• **SELECTED PASSAGE**
The question is - has anyone used Nelson and Citra together? I've used them separately extensively, and kind of want to do a hoppy APA or AAA (I've got Perle and Caramunich I, so I can up the maltiness if need be).

I know there are a number of haters of both or either variety, and I respect your right to hate them. I want to hear from anyone who has combined them, and what was the result?

Cheers,

Goomba


----------



## BreathingHeat (14/4/11)

Lord Raja Goomba I said:


> Firstly, finally got around to doing my hop register, and I have the following:
> 
> 90	Nelson Sauvin 11.4%
> 2	Nelson Sauvin 11.5%
> ...



You should use the 23 grams of Citra and the 2 grams of NS (11.5%) and make an Imperial IPA.


----------



## big78sam (14/4/11)

Lord Raja Goomba I said:


> Firstly, finally got around to doing my hop register, and I have the following:
> 
> 90	Nelson Sauvin 11.4%
> 2	Nelson Sauvin 11.5%
> ...



I have used them together and it worked well. Although I did use a blend of hop, NS, Citra, Cascade and one other. The NS tended to overpower the others though. I think I dry hopped with a bit too much. I'll try to remember to check the exact recipe when I get home and post it here. My initial thought are this would work but don't overdo the NS late (EDIT - just looked at the amount of each hop again and you might not have any choice than using more NS if you've only got 23g of Citra).

FWIW, I entered this into Vicbrew (in the specialty category due to the rye content in the grainbill) and it did moderately well, ended up 6th or 7th from 35-40 entries. I had a decent malty backbone as well with a KG of Munich along with the Rye, base and a touch of crystal


----------



## Josh (14/4/11)

I made a hoppy APA using equal amounts of each hop. Called it fruit salad pale ale and it was very tasty. The grapey Sauvin worked well with the citrusy Citra. 

The two biggest hop charges were in the cube and dry. There were also smaller 15 and 60 minute additions.

I like these hops without too much malt getting in the way. As long as it's an all malt beer, I reckon you're fine for malt backbone without the CaraMunich.

My Fruit Salad Pale Ale made the second round of a Taphouse Brewshare. The one taken out by jonnyanchovy with his Citra IPA.


----------



## Nick JD (14/4/11)

I don't get an "citrus" from Citra at all. For me, it's lychees and perhaps a bit of mango. 

Centenial, cascade, chinook, NZ saaz - I get citrus from them.


----------



## Lord Raja Goomba I (14/4/11)

• **REQUIREMENT**
Pick up the forum thread on brewing with Nelson Sauvin and Citra hops together and continue it from its last line.

• **DATASET EXCERPTS**

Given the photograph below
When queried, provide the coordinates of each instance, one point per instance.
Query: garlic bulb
...
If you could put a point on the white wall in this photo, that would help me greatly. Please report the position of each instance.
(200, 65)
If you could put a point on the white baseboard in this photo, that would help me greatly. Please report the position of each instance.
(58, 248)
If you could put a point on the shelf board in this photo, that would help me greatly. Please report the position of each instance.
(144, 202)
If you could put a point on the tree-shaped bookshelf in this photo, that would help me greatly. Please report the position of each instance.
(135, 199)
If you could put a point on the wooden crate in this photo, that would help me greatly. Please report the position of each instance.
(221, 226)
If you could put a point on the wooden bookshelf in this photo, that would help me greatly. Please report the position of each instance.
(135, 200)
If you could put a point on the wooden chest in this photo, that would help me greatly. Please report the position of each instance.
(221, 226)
* * *
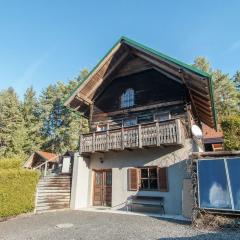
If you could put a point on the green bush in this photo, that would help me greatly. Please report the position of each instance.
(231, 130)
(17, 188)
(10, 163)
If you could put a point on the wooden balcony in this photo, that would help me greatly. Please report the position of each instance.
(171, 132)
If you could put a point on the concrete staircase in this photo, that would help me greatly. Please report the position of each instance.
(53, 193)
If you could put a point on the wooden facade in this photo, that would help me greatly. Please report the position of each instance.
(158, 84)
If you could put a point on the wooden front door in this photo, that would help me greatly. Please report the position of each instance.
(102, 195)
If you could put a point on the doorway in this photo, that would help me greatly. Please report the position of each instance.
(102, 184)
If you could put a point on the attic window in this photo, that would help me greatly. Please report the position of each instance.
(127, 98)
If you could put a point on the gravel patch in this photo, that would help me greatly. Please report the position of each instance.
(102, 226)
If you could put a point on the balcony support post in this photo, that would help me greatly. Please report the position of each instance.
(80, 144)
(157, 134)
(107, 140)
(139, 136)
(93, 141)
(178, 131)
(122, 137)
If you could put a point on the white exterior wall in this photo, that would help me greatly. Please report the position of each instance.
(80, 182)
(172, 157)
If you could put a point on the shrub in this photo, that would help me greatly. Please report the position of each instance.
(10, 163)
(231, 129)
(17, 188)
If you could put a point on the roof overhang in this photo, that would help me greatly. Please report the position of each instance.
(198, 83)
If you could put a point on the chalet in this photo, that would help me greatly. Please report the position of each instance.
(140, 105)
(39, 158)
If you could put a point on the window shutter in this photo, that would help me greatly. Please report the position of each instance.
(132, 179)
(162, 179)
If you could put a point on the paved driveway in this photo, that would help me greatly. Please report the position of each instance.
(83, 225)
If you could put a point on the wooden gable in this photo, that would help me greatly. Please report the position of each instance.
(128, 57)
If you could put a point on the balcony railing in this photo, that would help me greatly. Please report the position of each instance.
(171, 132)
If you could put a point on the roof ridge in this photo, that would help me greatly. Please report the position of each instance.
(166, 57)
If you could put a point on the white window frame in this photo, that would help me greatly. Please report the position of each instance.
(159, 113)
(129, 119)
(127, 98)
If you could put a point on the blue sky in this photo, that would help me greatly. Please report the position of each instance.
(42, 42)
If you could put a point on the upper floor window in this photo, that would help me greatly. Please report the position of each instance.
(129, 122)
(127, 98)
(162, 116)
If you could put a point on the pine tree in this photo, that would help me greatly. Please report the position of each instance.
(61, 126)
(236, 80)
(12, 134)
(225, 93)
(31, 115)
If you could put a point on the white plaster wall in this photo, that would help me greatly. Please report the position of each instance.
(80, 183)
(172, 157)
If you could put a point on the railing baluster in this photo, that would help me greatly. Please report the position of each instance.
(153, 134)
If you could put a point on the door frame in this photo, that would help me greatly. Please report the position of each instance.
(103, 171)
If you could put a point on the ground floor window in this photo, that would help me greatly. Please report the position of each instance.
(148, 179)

• **TASK ANSWER**
Cool, they work well together by the looks.

Recipe is as follows, mashing to start in about 1 1/2 hours, depending on how the kids sleep (home from work - Mrs back is out (war wound from said kids) and I'm looking after her, but bored).


Nelson Citra American Amber Ale
-------------------------------
Brewer: Lord Raja Goomba I
Style: American Amber Ale (if liberal with interpretations)
Batch: 23.00 L All Grain

Characteristics
---------------
Recipe Gravity: 1.056 OG
Recipe Bitterness: 34 IBU (BU:GU .60)
Recipe Color: 9 SRM/18 EBC 
Estimated FG: 1.014
Alcohol by Volume: 5.5%
Alcohol by Weight: 4.3%

Ingredients
-----------
CaraMunich I Weyermanns 0.50 kg, Grain, Mashed
Cooked Rice 0.50 kg, Adjunct, Mashed
Perle Malt 4.50 kg, Grain, Mashed

Citra 23.00 g, Pellet, 15 minutes
Nelson Sauvin 25.00 g, Pellet, 15 minutes
Nelson Sauvin 10.00 g, Pellet, 30 minutes
Saaz 15.00 g, Pellet, 0 minutes
Tettnanger 19.00 g, Pellet, 0 minutes

American Ale yeast US05 1.00 unit, Yeast, Recommended Temp Range 17-24

Notes
-----
Recipe Notes:
Mash Temp 65 degrees C.

Should be fun!

Goomba


----------



## Muggus (14/4/11)

Personally, I reckon it'd be a ripper of a combination. If you got the Perle and Caramunich handy, AAA would certainly be the go.


----------



## Lord Raja Goomba I (14/4/11)

Mash in later tonight. Had to go to the shops to grab some stuff to make dinner.

But I'm pretty happy and settled with this batch of beer, and it allows me to clear out some small hop amounts in the freezer. The big thing is that if I want to repeat it, I really only need one noble hop, so that will mean I don't need to buy 3 or 4 hop varieties to top up.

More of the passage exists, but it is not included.